Camille – Pierre Lemaitre
With ‘Camille’, French author Pierre Lemaitre (translated by Frank Wynne) has brilliantly completed the trilogy begun with ‘Irène’ and continued with ‘Alex’: chapeu! Both of its predecessors are first-rate crime novels, but ‘Camille’ stands out as one of the best I have read in recent months. It contains all the essential elements of great crime fiction: an original plot, headlong pace, more twists than a slalom course and engaging characters, all conveyed in Lemaitre’s versatile, polished style, dry when it needs to be and always adroit at portraying the inner workings of his characters.
There is so much to say about ‘Camille’ that I do need to be more specific, but I’m also wary of spoiling the plot, so I’ll deal with the latter as briefly as possible. The protagonist, Parisian Police Judiciaire Commandant (DCI) Camille Verhoeven, who was at the dramatic centre of events in ‘Irène’ (which ended with the sadistic murder of Verhoeven’s wife) and ‘Alex’, bluffs his way into handling the case of an armed robbery which left a horribly battered woman in its wake. The woman, Anne Forestier, is Verhoeven’s girlfriend and he shouldn’t be anywhere near the case. Yet he does manoeuvre himself into investigating it… and things immediately begin to go wrong: Verhoeven has precious little clues, his investigative moves lead him and his team nowhere, requiring even more subterfuge on his part to continue handling the case in the face of his superiors’ initial bewilderment and subsequent hostility. What’s worse is that the robber gang’s leader is hell-bent on killing Anne Forestier – finishing off is the right word, given how she was left after the robbery – the first attempt taking place when she’s still in intensive care in hospital.

● The data:
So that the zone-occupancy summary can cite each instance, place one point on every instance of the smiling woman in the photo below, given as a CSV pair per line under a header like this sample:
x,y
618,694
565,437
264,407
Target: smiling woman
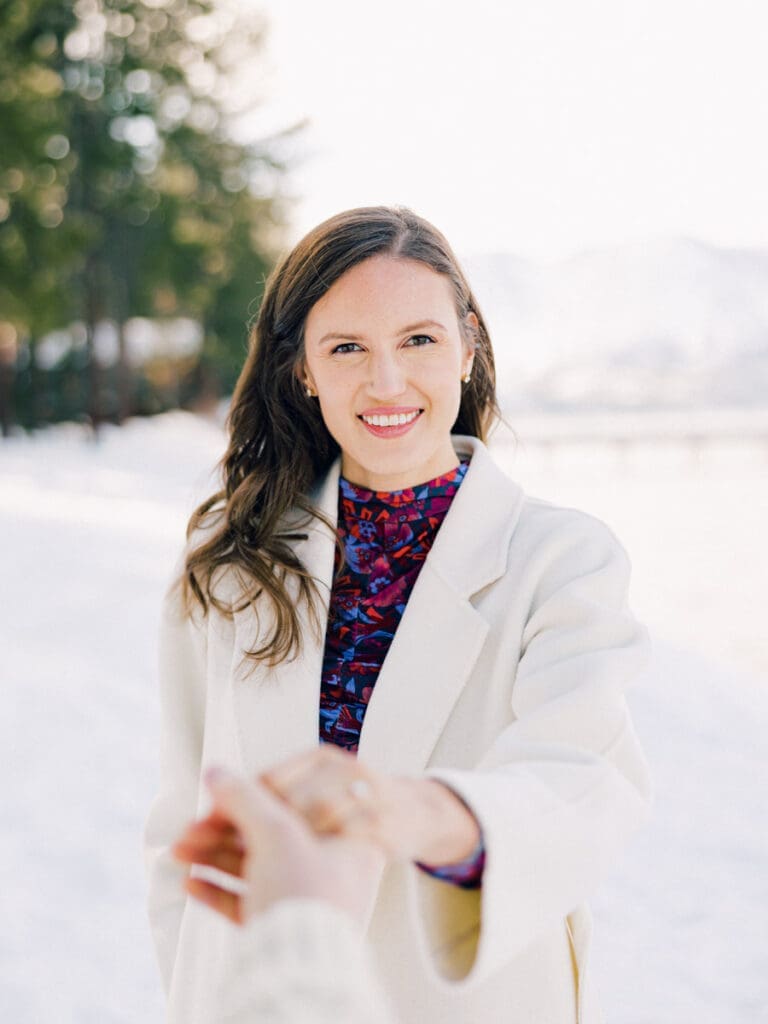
x,y
389,396
409,651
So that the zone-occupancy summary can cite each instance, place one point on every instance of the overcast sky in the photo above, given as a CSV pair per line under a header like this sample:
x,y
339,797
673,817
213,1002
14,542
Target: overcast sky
x,y
541,127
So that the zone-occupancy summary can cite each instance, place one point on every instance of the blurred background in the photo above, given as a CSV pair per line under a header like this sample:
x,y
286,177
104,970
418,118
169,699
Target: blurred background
x,y
600,170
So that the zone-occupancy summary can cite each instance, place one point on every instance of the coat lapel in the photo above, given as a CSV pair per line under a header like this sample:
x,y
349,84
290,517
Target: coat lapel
x,y
440,634
276,711
434,648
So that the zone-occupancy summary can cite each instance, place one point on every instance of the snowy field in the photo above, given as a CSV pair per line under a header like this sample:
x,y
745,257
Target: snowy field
x,y
89,535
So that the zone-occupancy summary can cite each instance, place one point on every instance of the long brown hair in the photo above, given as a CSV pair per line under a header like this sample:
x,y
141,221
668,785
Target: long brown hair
x,y
279,443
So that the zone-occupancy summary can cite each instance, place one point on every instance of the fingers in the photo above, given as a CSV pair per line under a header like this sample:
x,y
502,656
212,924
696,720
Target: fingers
x,y
224,902
226,860
317,784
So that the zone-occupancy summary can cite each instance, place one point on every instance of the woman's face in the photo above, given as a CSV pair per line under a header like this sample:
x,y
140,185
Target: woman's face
x,y
385,355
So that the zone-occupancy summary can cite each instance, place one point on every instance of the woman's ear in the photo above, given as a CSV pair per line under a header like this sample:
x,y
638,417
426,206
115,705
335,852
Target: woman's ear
x,y
471,332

● Exercise requirements:
A. From the Camille review, quote everything from "Camille – Pierre" down to "of his characters.".
B. Answer these questions from the Camille review:
(i) Who translated the novel?
(ii) What is the name of the woman left battered by the armed robbery?
(iii) Where is she when the first attempt on her life takes place?
C. List every essential element of great crime fiction that the Camille review says the novel contains.
The material isn't needed for any of this.

● Answers by item:
A.
Camille – Pierre Lemaitre
With ‘Camille’, French author Pierre Lemaitre (translated by Frank Wynne) has brilliantly completed the trilogy begun with ‘Irène’ and continued with ‘Alex’: chapeu! Both of its predecessors are first-rate crime novels, but ‘Camille’ stands out as one of the best I have read in recent months. It contains all the essential elements of great crime fiction: an original plot, headlong pace, more twists than a slalom course and engaging characters, all conveyed in Lemaitre’s versatile, polished style, dry when it needs to be and always adroit at portraying the inner workings of his characters.

B.
(i) Frank Wynne
(ii) Anne Forestier
(iii) In intensive care in hospital

C.
- An original plot
- Headlong pace
- More twists than a slalom course
- Engaging characters